[What is expected]
Each entry, in full: copy it out exactly.

[Records provided]
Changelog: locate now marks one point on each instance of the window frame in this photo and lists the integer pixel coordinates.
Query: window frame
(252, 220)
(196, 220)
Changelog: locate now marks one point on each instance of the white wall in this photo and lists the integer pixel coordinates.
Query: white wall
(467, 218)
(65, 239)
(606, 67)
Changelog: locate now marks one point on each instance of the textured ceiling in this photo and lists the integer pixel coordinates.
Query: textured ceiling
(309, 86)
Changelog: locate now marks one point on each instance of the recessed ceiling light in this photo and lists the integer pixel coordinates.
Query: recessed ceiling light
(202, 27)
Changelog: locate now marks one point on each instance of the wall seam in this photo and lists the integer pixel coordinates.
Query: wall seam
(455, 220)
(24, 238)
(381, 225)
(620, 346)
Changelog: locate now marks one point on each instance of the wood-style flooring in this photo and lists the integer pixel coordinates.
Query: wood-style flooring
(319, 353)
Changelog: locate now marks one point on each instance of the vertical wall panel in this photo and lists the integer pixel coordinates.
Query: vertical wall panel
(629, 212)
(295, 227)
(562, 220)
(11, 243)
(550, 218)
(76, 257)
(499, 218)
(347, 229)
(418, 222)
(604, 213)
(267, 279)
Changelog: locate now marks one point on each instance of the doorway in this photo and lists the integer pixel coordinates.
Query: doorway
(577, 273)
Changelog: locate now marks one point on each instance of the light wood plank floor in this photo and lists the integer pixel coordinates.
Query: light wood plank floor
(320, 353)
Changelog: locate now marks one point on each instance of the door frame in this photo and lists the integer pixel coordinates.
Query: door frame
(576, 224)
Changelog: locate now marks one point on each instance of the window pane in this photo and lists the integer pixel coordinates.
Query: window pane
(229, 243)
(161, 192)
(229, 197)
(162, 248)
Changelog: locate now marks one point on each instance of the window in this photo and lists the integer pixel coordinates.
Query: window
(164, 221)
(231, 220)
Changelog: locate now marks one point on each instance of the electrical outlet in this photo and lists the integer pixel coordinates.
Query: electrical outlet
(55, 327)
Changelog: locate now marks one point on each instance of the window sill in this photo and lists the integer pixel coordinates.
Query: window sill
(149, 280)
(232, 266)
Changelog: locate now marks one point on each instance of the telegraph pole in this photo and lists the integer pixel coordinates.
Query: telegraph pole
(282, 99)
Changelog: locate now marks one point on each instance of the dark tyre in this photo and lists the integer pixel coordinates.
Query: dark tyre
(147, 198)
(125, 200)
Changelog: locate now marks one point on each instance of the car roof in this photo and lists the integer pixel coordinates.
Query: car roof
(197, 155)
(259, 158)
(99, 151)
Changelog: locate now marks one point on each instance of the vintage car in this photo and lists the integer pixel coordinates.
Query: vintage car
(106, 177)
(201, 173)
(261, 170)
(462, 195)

[Result of this task]
Changelog: locate now marks one point on each instance of the window frame in this photo and lists the integer pixel coordinates.
Query: window frame
(252, 220)
(196, 220)
Changelog: locate now marks one point on each instance of the white wall in this photo and lists the integer pixel coordinates.
Query: white wall
(467, 218)
(65, 239)
(606, 67)
Changelog: locate now marks one point on each instance of the textured ceiling in this photo and lists the integer pixel coordinates.
Query: textured ceiling
(309, 86)
Changelog: locate now marks one point on each instance of the recessed ceiling light in this photo and lists the integer pixel coordinates.
Query: recessed ceiling light
(202, 27)
Changelog: locate now marks one point on each instance of the wall seam in this photo and lists the integer pixel coordinates.
Query: wall seam
(455, 220)
(24, 238)
(381, 225)
(620, 346)
Changelog: locate now marks one point on each instance of the wood-style flooring in this photo and lists the integer pixel coordinates.
Query: wood-style flooring
(319, 353)
Changelog: locate now marks one point on each instance of the vertical wall panel in this photo and lists the integer pixel coordinates.
Query: vertical wall panel
(629, 212)
(295, 227)
(562, 220)
(11, 243)
(550, 218)
(76, 257)
(499, 218)
(347, 229)
(418, 222)
(604, 213)
(267, 279)
Changelog: locate now marks one point on each instance of the doorway in this photo and lists the integer pixel coordinates.
Query: doorway
(577, 273)
Changelog: locate now marks one point on each instance of the light wood plank floor in this photo and lists the integer pixel coordinates.
Query: light wood plank floor
(320, 353)
Changelog: locate now marks one point on each instance of the door frame in this photo and lists the integer pixel coordinates.
Query: door frame
(576, 224)
Changelog: locate now marks one point on each instance of the window pane in this photo and lists the integer pixel coordinates.
Query: window pane
(229, 243)
(161, 192)
(229, 197)
(162, 248)
Changelog: locate now marks one point on each instance of the window in this photo and lists the integer pixel coordinates.
Query: window
(164, 221)
(231, 220)
Changelog: locate now marks one point on each instance of the electrical outlet in this photo and lists the integer pixel coordinates.
Query: electrical outlet
(55, 327)
Changelog: locate now marks one point on each instance of the window sill in this photo and lists the integer pixel coordinates.
Query: window sill
(149, 280)
(232, 266)
Changelog: locate now marks one point on each instance of the telegraph pole in this photo and lists the integer pixel coordinates.
Query: telegraph pole
(282, 99)
Changelog: locate now marks one point on each instance of the dark tyre in this photo and lists the integer pixel coordinates.
Query: dark tyre
(147, 198)
(125, 200)
Changelog: locate now marks one point on each instance of the car roof in this photo and lists the integer pixel coordinates.
Query: car roof
(197, 155)
(259, 158)
(99, 151)
Changelog: locate now marks one point on each instance of the vintage car in this photo and lists the integer pixel coordinates.
Query: vintage car
(106, 177)
(201, 173)
(261, 170)
(462, 195)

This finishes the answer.